Stated exercise -
Turn every line of the records below into a numbered list, leaving out any blank lines.

───── Material for the task

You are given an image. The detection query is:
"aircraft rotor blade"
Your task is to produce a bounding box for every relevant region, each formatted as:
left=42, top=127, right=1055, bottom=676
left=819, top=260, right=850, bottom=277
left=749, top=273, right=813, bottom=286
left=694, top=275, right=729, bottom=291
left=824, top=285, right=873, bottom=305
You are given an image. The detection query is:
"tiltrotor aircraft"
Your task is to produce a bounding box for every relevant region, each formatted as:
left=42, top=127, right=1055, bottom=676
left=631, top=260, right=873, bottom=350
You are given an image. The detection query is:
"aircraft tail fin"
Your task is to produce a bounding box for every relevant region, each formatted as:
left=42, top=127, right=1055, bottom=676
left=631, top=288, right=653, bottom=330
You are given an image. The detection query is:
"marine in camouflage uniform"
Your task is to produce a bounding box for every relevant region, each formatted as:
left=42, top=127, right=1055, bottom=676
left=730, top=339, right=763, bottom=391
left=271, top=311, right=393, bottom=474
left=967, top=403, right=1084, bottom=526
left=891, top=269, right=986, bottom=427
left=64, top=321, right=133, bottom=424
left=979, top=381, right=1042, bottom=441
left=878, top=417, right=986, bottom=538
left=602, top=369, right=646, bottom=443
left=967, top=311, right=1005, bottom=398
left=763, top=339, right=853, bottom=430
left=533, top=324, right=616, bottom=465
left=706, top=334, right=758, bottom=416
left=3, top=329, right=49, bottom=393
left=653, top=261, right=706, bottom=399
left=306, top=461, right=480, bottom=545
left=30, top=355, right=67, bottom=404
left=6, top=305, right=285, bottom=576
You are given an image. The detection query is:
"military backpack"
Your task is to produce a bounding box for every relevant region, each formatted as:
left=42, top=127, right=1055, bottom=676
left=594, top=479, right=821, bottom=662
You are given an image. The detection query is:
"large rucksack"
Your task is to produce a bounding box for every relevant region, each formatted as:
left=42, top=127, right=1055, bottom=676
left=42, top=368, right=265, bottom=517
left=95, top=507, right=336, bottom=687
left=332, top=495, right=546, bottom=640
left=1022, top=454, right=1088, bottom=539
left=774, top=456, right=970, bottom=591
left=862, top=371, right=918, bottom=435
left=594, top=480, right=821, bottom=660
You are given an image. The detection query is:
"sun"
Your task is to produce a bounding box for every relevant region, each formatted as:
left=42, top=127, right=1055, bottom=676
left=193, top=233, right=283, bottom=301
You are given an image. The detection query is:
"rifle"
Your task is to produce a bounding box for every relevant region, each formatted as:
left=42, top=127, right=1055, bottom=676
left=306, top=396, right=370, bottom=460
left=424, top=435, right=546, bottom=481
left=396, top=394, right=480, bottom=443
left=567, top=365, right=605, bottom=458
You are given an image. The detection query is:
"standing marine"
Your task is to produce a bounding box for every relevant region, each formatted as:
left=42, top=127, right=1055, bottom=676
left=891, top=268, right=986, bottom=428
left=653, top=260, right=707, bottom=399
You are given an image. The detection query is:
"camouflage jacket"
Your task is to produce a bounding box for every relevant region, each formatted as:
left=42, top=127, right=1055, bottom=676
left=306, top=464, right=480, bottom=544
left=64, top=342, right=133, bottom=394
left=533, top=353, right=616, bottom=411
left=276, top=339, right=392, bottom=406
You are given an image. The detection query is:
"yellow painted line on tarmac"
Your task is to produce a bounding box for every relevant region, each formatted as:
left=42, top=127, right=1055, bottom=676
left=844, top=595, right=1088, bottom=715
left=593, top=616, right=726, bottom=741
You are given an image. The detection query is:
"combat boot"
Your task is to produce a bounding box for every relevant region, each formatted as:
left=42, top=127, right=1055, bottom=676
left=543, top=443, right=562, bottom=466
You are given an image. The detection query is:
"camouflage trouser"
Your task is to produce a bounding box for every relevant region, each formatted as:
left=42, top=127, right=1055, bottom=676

──────────

Response to this task -
1. You are given an image. The detection query is:
2. "aircraft rotor blade"
3. Your task is to produce a bounding box for every relevant region, each formatted as:
4. left=42, top=127, right=1055, bottom=676
5. left=819, top=260, right=850, bottom=277
6. left=749, top=273, right=813, bottom=286
7. left=694, top=275, right=729, bottom=291
8. left=824, top=285, right=873, bottom=305
9. You are given an image. The detection query is:
10. "tiltrotor aircraft"
11. Your task is to produce a bounding box for every relevant region, each formatted as:
12. left=42, top=127, right=1055, bottom=676
13. left=631, top=260, right=873, bottom=350
14. You are given an image. The detection query is:
15. "aircraft tail fin"
16. Your task is to produce a bounding box for every relevant region, each formatted as:
17. left=42, top=127, right=1055, bottom=676
18. left=631, top=288, right=653, bottom=330
19. You are given an image. The detection query is:
20. "marine in camouflage uniform"
21. Your task is to produce a bounding box for every relevant region, each formatted as:
22. left=42, top=127, right=1055, bottom=676
23. left=730, top=339, right=763, bottom=391
24. left=271, top=311, right=393, bottom=474
25. left=967, top=403, right=1084, bottom=526
26. left=891, top=269, right=986, bottom=427
27. left=64, top=321, right=133, bottom=424
28. left=979, top=381, right=1042, bottom=441
29. left=878, top=417, right=986, bottom=538
30. left=602, top=369, right=646, bottom=443
31. left=967, top=311, right=1005, bottom=398
32. left=763, top=339, right=853, bottom=430
33. left=533, top=324, right=616, bottom=465
34. left=706, top=334, right=758, bottom=416
35. left=3, top=329, right=49, bottom=393
36. left=653, top=261, right=706, bottom=399
37. left=306, top=461, right=480, bottom=545
38. left=30, top=355, right=67, bottom=404
39. left=6, top=305, right=285, bottom=576
40. You are given an image. The detection query is:
41. "military backpack"
42. Your task is to produce a bounding box for every relevant region, each formatted as:
43. left=42, top=127, right=1055, bottom=676
44. left=594, top=479, right=821, bottom=662
45. You are given an image. The detection query is:
46. "large rucksack"
47. Your task is to produce a bounding box for every relevant region, each formatted as:
48. left=42, top=127, right=1055, bottom=676
49. left=42, top=368, right=265, bottom=517
50. left=95, top=507, right=336, bottom=687
51. left=332, top=495, right=546, bottom=640
52. left=1022, top=454, right=1088, bottom=539
53. left=774, top=456, right=970, bottom=591
54. left=862, top=371, right=918, bottom=435
55. left=594, top=480, right=821, bottom=660
56. You are given an image. The detection query is:
57. "sun"
58. Your task is to produce a bounding box for every relevant region, each formatted as:
59. left=42, top=127, right=1055, bottom=676
60. left=193, top=233, right=283, bottom=301
61. You are given an image. The detection query is:
62. "rifle"
63. Your task is to produce a bounding box for every relevant region, each formatted as:
64. left=42, top=127, right=1055, bottom=676
65. left=306, top=396, right=370, bottom=460
66. left=424, top=435, right=546, bottom=481
67. left=396, top=394, right=480, bottom=443
68. left=567, top=365, right=605, bottom=458
69. You are given an image. The detection query is:
70. "standing marine"
71. Your task is to produce a bounding box for every relevant region, each formatted as:
72. left=42, top=127, right=1055, bottom=676
73. left=891, top=268, right=986, bottom=428
74. left=653, top=260, right=707, bottom=399
75. You are given an image. The detection query is:
76. "camouflage jacket"
77. Your task is to produce a bounding box for every relevant region, each formatted as:
78. left=42, top=127, right=1055, bottom=676
79. left=306, top=464, right=480, bottom=544
80. left=64, top=342, right=133, bottom=394
81. left=533, top=353, right=616, bottom=411
82. left=276, top=339, right=392, bottom=406
83. You are given an image. The detection query is:
84. "yellow painted line on tarmac"
85. Your task is to produce a bounding box for every relevant region, each formatted as:
86. left=42, top=127, right=1055, bottom=676
87. left=844, top=595, right=1088, bottom=715
88. left=593, top=616, right=726, bottom=741
89. You are given an image. The detection query is:
90. "combat boot"
91. Your task is to produce a bounding box for every relevant region, each formatted as:
92. left=42, top=127, right=1055, bottom=676
93. left=543, top=443, right=562, bottom=466
94. You are given an image. The detection query is:
95. "camouflage trouser"
96. Your task is to produce a bounding box for every relevant region, each formatted as:
97. left=42, top=127, right=1055, bottom=676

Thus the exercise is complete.